About this task >>
Would you transcribe exactly the lines from the one containing "point per instance: dark" to the last line of the data below, both ends included, but none of the pictures?
═══ Study material
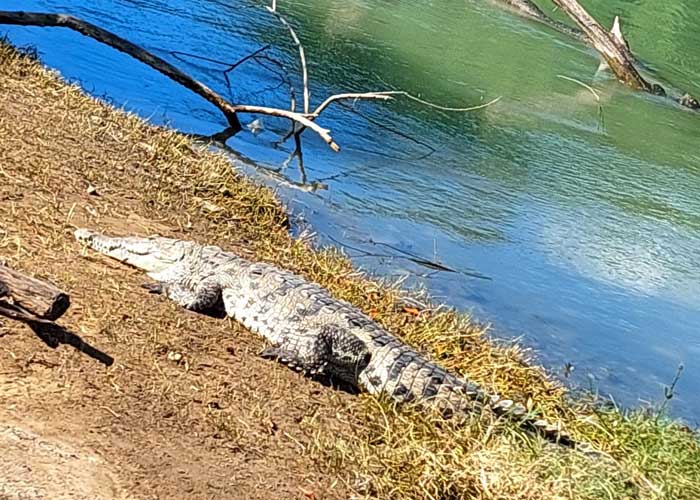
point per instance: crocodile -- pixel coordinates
(307, 328)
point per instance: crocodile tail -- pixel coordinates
(516, 411)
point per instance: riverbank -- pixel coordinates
(188, 410)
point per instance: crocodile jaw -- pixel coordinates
(153, 254)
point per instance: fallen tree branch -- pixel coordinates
(616, 58)
(612, 46)
(302, 57)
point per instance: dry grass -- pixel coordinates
(168, 185)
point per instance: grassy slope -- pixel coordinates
(382, 451)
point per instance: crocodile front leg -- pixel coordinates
(331, 350)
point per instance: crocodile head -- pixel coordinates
(152, 254)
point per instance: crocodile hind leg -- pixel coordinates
(331, 350)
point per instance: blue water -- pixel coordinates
(578, 234)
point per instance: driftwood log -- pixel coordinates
(32, 297)
(611, 46)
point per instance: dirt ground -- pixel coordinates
(139, 399)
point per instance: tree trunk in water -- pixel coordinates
(37, 297)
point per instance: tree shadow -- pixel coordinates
(51, 334)
(54, 335)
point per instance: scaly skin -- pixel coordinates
(307, 328)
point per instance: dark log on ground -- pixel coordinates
(34, 296)
(108, 38)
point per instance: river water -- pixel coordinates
(569, 222)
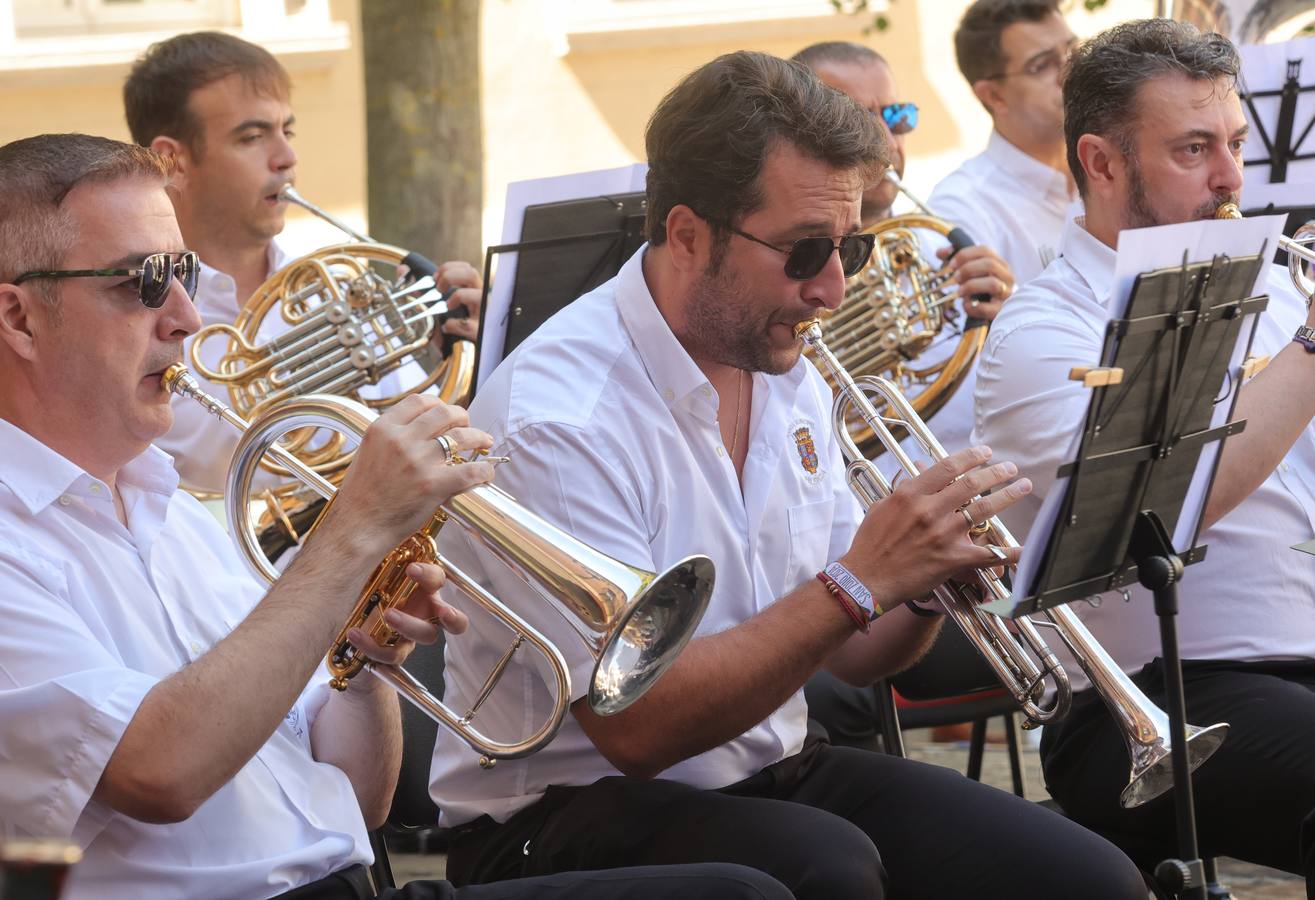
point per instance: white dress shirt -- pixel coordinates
══════
Your response >>
point per instance: dark log on ground -- pixel coordinates
(34, 296)
(108, 38)
point per instance: river water -- pixel coordinates
(569, 222)
point per instance: white dress shirt -- pixel coordinates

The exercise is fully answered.